GIVEN RECORDS start

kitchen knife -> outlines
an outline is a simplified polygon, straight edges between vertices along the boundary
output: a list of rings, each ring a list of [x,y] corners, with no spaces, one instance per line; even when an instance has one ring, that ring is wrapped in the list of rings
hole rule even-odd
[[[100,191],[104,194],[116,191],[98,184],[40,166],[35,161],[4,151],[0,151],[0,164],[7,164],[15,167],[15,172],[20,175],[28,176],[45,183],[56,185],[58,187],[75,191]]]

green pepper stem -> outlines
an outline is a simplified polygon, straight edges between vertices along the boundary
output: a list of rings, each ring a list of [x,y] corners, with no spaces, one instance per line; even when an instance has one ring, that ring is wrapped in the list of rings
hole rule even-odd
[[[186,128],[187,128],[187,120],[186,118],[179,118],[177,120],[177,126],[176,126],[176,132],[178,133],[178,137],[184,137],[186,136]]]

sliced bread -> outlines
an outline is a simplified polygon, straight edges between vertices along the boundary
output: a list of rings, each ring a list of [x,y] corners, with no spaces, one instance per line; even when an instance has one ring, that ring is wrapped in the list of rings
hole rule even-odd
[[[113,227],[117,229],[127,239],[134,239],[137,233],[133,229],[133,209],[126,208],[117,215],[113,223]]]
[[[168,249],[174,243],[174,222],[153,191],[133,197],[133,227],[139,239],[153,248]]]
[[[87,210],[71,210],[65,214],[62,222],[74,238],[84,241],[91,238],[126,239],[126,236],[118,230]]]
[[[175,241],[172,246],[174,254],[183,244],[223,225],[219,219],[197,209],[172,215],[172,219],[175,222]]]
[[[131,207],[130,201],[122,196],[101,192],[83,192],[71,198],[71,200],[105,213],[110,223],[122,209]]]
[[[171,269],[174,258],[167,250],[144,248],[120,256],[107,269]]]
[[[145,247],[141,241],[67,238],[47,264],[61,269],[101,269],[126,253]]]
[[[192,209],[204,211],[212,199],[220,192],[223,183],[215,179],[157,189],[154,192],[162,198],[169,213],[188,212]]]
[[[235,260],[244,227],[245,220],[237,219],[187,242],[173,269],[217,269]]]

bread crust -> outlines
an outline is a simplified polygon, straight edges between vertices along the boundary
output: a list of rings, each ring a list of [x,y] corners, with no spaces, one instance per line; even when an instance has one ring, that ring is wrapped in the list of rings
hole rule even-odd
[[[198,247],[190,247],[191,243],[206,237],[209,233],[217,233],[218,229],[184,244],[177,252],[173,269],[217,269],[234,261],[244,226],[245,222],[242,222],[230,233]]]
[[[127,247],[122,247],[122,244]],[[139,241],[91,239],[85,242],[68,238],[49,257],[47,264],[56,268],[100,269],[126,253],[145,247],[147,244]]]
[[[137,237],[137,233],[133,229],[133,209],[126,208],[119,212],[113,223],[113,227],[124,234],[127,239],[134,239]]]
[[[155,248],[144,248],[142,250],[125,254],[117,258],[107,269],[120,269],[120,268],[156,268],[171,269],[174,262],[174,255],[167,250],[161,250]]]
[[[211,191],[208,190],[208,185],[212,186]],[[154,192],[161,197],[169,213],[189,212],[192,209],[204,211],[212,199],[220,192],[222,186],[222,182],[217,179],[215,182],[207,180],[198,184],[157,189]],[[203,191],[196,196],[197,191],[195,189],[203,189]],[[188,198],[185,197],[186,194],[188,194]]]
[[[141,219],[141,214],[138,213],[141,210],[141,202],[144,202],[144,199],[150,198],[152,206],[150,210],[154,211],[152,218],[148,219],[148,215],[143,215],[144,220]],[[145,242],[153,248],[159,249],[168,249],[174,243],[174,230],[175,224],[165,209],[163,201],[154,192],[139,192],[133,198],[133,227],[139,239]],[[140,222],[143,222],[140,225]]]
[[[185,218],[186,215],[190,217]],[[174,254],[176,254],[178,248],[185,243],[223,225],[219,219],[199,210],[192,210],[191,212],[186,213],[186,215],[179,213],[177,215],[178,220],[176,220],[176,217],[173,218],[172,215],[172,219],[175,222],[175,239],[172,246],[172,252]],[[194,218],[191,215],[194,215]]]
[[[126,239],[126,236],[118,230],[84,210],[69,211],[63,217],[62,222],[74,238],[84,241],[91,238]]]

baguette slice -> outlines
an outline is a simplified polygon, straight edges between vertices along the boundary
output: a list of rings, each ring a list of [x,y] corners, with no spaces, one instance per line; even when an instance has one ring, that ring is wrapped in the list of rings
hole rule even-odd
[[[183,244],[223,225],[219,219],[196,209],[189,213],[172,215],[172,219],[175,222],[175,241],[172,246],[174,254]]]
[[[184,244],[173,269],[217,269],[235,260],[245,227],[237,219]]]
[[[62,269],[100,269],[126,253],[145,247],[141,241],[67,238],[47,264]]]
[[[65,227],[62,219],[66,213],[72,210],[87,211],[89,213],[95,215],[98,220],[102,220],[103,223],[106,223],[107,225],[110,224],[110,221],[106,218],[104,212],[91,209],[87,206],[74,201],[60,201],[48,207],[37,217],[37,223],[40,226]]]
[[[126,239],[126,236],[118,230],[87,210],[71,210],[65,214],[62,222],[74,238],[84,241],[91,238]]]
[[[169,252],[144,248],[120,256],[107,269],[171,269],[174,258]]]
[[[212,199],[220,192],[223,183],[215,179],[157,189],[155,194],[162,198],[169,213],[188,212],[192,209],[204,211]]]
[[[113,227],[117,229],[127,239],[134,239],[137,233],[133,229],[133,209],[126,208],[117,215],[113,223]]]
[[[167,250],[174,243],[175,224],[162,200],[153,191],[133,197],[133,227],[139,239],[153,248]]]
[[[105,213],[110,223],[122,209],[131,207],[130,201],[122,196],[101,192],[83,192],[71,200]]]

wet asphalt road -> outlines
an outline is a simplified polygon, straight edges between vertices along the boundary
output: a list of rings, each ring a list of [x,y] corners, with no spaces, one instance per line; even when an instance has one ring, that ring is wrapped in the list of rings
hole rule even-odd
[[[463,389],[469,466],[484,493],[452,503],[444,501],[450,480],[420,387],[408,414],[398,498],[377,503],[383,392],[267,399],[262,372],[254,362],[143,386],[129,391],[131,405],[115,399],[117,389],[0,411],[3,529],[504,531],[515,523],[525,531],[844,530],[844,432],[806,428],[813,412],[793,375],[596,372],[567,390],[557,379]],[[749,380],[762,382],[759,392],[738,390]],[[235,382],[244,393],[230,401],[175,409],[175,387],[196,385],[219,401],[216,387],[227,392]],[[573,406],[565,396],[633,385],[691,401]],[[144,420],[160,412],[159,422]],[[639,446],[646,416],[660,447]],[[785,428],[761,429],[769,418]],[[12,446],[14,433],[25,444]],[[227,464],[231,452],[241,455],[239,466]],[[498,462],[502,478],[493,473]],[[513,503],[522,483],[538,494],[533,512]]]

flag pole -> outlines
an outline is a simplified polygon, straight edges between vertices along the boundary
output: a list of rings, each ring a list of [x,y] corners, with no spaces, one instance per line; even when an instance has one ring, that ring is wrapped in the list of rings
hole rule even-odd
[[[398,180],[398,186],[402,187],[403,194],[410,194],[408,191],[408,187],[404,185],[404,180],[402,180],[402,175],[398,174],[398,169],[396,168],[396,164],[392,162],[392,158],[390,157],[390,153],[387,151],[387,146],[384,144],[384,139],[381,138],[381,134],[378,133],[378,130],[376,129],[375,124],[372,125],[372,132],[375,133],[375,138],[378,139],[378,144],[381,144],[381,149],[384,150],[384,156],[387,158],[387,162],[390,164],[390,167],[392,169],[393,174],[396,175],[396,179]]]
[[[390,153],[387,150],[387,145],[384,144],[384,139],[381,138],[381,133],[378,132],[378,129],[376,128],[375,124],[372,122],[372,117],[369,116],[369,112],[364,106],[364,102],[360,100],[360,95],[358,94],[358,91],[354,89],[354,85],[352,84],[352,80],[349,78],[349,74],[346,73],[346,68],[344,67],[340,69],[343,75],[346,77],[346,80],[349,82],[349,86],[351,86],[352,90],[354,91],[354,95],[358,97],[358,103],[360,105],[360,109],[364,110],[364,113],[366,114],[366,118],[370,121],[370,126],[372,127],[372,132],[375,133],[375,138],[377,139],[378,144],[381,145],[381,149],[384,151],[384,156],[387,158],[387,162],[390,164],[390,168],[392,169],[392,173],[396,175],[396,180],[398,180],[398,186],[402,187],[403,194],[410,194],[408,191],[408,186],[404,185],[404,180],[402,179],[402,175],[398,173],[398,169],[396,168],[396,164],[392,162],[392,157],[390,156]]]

GIVEN RECORDS end

▶ GIVEN EXERCISE
Give the lines from the one containing "flag pole -> outlines" through the end of the entries again, exactly as written and with no other lines.

▶ EXERCISE SOLUTION
flag pole -> outlines
an outline is a simplified polygon, straight edges between vertices along the boundary
output: a list of rings, each ring a list of [x,y] corners, with no spaces, one instance per line; even when an instance has one ring, that ring is wrapped in the list of rings
hole rule even-odd
[[[398,180],[398,186],[402,187],[403,194],[410,194],[408,191],[408,187],[404,185],[404,180],[402,180],[402,175],[398,174],[398,169],[396,168],[396,164],[392,162],[392,158],[390,157],[390,153],[387,151],[387,146],[384,144],[384,139],[381,138],[381,134],[378,133],[378,130],[376,129],[375,124],[372,125],[372,132],[375,133],[375,138],[378,139],[378,144],[381,144],[381,149],[384,150],[384,156],[387,158],[387,162],[390,164],[390,167],[392,169],[393,174],[396,175],[396,179]]]
[[[390,153],[387,150],[387,145],[384,144],[384,139],[381,138],[381,133],[378,132],[378,129],[376,128],[375,124],[372,122],[372,117],[369,116],[369,112],[364,106],[364,102],[360,100],[360,95],[358,94],[358,91],[354,89],[354,85],[352,84],[352,80],[349,78],[349,74],[346,73],[346,68],[344,67],[340,69],[343,75],[346,77],[346,80],[349,82],[349,86],[351,86],[352,90],[354,91],[354,95],[358,97],[358,103],[360,105],[360,109],[364,110],[364,113],[366,114],[366,118],[370,121],[370,126],[372,127],[372,132],[375,133],[375,138],[377,139],[378,144],[381,145],[381,149],[384,151],[384,156],[387,158],[387,162],[390,164],[390,168],[392,169],[392,173],[396,175],[396,180],[398,180],[398,186],[402,187],[403,194],[410,194],[408,191],[408,186],[404,185],[404,180],[402,179],[402,175],[398,173],[398,169],[396,168],[396,164],[392,162],[392,157],[390,156]]]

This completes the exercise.